Task statement
Write out every entry below word for word, leaving nothing out.
========================================================================
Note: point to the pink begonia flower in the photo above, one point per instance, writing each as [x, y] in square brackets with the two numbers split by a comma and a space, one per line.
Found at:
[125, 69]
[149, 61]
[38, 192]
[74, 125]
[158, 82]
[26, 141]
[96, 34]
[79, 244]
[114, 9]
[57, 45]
========================================================================
Worked solution
Note: point to the pink begonia flower in the photo above, one point per instance, writing each as [x, y] in square brackets with the two numbers split by a comma and a space, one per line.
Found at:
[125, 69]
[149, 61]
[38, 192]
[74, 125]
[158, 82]
[26, 141]
[96, 34]
[79, 244]
[114, 9]
[57, 45]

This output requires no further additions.